Selected passage START

What they found: All told, the total nitrogen runoff is expected to increase by 19% for the continental US, and other regions around the world are vulnerable as well.The impacts of this increase are predicted to be especially strong in the Northeast and Midwest U.S., India, China, and Southeast Asia.
Why it matters: "When we think about water sustainability, it's not just enough to think about the quantity of water. It's also the quality of water," Anna Michalak, an earth scientist at the Carnegie Institution for Science, in Stanford, California, and an author on the study, tells Axios. Nitrogen runoff can destroy lakes and cause toxic algal blooms that close beaches, kill animals and shut down fisheries, causing massive economic damage.
What they did: Past studies have shown that the size of dead zones in areas with high fertilizer application is best explained by rainfall. To see how climate change might impact runoff, the scientists used 21 of the same climate models used by the IPCC in their climate change reports to predict where rainfall would go up or down. They gave each model one vote, and overlaid the averages with known data about fertilization.
Sound smart: Eutrophication is when an excess of nutrients in water causes plant overgrowth. Those plants die, and the decomposition uses up all the oxygen in the water, essentially suffocating it. It's caused massive dead zones in bays and lakes around the world.
There's hope: To offset the 19% increase in nitrogen runoff, there would need to be a ⅓ reduction in total ground-based fertilizer application. But there are ways to change farming practices that might help mitigate some of the impacts ("Farmers want their fertilizer on the fields, not in the rivers," says Michalak) and researchers are cautiously optimistic: simple things like using compost and rescuing nitrogen from sewage can have a big impact, and genetic engineering is helping to create nitrogen-fixing crops.
The bottom line: The impacts of climate change, especially when considered on a hundred-year scale, can be hard to fathom. But the effects of nitrogen runoff are very tangible. Says Michalak: Large algal blooms like the ones currently happening in Lake Erie "aren't caused by a perfect storm. They're a harbinger of what we might see in the future."

Selected passage END

From the article on nitrogen runoff above, write out word for word the part that opens with "There's hope: To" and closes with "create nitrogen-fixing crops.".

Extracted data START

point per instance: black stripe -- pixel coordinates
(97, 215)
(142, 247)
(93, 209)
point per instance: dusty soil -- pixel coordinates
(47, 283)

Extracted data END

*Output of the task*
There's hope: To offset the 19% increase in nitrogen runoff, there would need to be a ⅓ reduction in total ground-based fertilizer application. But there are ways to change farming practices that might help mitigate some of the impacts ("Farmers want their fertilizer on the fields, not in the rivers," says Michalak) and researchers are cautiously optimistic: simple things like using compost and rescuing nitrogen from sewage can have a big impact, and genetic engineering is helping to create nitrogen-fixing crops.